⟨

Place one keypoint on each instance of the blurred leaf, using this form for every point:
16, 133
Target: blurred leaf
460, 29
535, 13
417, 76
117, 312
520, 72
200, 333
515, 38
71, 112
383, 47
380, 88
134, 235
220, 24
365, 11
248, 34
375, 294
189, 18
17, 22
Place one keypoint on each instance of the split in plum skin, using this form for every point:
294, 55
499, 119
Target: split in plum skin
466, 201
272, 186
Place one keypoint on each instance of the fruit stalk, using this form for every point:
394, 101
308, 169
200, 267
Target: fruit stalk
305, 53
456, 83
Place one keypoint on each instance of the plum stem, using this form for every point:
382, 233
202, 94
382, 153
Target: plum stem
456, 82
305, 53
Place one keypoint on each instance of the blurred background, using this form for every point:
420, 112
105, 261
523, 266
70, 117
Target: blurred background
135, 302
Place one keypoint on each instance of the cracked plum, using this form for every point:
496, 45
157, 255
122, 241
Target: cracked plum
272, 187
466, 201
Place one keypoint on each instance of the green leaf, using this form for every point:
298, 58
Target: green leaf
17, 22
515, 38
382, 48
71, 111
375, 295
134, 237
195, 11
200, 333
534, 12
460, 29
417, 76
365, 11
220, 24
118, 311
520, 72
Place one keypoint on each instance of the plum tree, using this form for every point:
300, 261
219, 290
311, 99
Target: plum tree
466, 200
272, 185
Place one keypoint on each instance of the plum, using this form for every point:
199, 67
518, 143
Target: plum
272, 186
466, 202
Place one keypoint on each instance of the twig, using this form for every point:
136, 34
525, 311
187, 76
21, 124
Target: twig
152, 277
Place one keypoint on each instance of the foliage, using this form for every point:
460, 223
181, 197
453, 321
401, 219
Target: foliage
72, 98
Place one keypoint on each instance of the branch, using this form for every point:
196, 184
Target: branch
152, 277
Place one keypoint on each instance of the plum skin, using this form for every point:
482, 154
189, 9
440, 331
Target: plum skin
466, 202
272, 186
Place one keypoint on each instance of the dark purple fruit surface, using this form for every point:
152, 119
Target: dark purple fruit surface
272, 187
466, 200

⟩

All entries above are to be repeated verbatim, down to the last line.

Place one keypoint on each instance of the blurred leaf, using this form for every point:
16, 133
Target: blurred leaf
460, 29
535, 13
417, 76
117, 312
520, 72
200, 333
515, 38
71, 112
383, 47
380, 88
134, 235
220, 24
365, 11
248, 34
375, 294
189, 18
17, 22
Place one keypoint on each instance of the split in plum skin, using this form for every point:
294, 55
499, 119
Target: split in plum skin
466, 201
272, 186
Place one keypoint on each instance of the fruit stalk, using this form for every point:
394, 101
308, 169
200, 267
Target: fruit stalk
305, 53
456, 83
Place one keypoint on each instance of the plum stem, using this form for every point:
382, 233
202, 94
382, 153
Target: plum stem
456, 82
305, 53
Place one keypoint on each instance of the blurred background, using this form for every point:
420, 112
105, 261
523, 266
70, 117
Target: blurred background
135, 302
Place one keypoint on each instance of the cracked plum, using this form for every point:
496, 45
157, 255
122, 241
Target: cracked plum
272, 187
466, 201
Place one keypoint on each instance of the green leaf, using this form for every point:
298, 58
Target: green leaf
17, 22
515, 38
382, 48
71, 111
375, 295
134, 237
195, 11
200, 333
534, 12
460, 29
417, 76
365, 11
220, 24
118, 311
520, 72
Place one keypoint on each instance of the plum tree, using this form for every point:
300, 261
219, 290
311, 99
Target: plum tree
466, 200
272, 185
Place one keypoint on each instance of the plum, using this form for every point:
199, 67
518, 143
Target: plum
272, 186
466, 202
Place one keypoint on each instance of the twig, using this form for every point:
136, 34
525, 311
187, 76
21, 124
Target: twig
152, 277
Place one keypoint on each instance of the foliage, using this form for every point:
460, 223
181, 197
453, 321
401, 219
Target: foliage
72, 98
Place one keypoint on each instance of the branch, using this form for every point:
196, 184
Target: branch
152, 277
Place one keypoint on each instance of the plum skin, using this form for every point:
482, 154
189, 9
440, 331
Target: plum skin
466, 202
272, 186
Place one keypoint on each instance of the dark purple fruit surface, using this form for every point:
152, 119
Target: dark purple fruit surface
272, 187
466, 200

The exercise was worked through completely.